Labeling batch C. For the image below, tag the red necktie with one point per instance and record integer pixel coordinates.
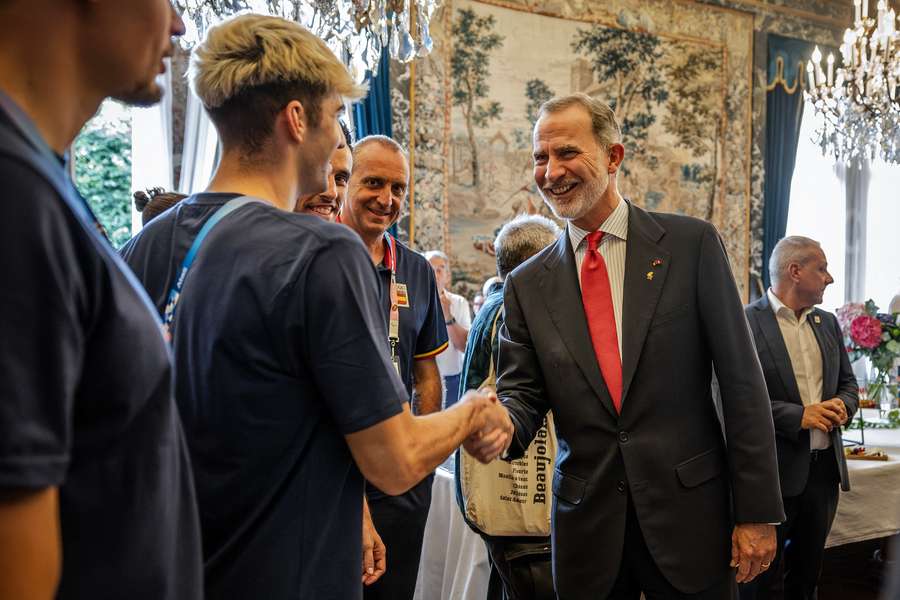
(597, 298)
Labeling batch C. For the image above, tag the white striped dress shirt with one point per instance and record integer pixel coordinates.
(806, 359)
(612, 249)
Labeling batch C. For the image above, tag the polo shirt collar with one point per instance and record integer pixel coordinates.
(779, 308)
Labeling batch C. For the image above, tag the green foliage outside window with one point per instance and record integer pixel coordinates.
(102, 155)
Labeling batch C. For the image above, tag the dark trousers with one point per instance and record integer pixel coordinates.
(400, 521)
(451, 390)
(521, 569)
(638, 572)
(801, 538)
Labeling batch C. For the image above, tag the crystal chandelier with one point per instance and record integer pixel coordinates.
(357, 30)
(860, 99)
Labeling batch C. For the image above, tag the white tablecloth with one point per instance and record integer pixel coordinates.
(454, 564)
(871, 509)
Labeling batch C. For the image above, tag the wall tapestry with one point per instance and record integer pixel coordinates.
(677, 74)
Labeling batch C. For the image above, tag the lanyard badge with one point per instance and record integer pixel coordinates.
(394, 313)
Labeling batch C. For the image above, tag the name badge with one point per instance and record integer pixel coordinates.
(402, 296)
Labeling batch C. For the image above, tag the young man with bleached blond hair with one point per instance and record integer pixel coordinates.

• **Your task**
Could you retype every record above exactly, leaving the pictures out?

• **Solution for this task**
Labeling batch C. For the image below, tag the red necktie with one point per instance and record integer pixel coordinates.
(597, 298)
Labeling batch C. For the image above, tag the white striped dress shirt with one point per instance and record integer pixel coordinates.
(806, 359)
(612, 249)
Labeling batch C. For the image above, tag the polo shirt collar with one point per instance and record integer pixel coordinates.
(779, 308)
Labeling batch C. For the image above, tag the green foliage outside window with one point per instance and record integer pixel coordinates.
(102, 155)
Labeling batch C. For the image above, tag the dark trousers with one point per instance and record integer pixel coordinates.
(400, 521)
(451, 390)
(521, 569)
(638, 572)
(801, 538)
Labeling batch C. For the image above, tag the crystal chandelier with one point per instance and record integer pixel coordinates.
(357, 30)
(860, 99)
Labeling batch C. For the image above, tag the white tablecloth with one point per instance and record integer pixel coordinates.
(454, 564)
(871, 509)
Labeling batch C. For the image above, tag the wall tapestry with one point per instance and record integer pixel coordinates.
(677, 74)
Labeling batch C. For the image above, tag the lanyard badge with one point per instance and record integer pixel coordinates.
(394, 313)
Labeling batch C. For the image above, tag the name badge with one point per instance and record integer pixel coordinates.
(402, 296)
Labeling batch C. For the image above, tag the young man with bleached blond hair with one point per instance and record integer pixel coordinates.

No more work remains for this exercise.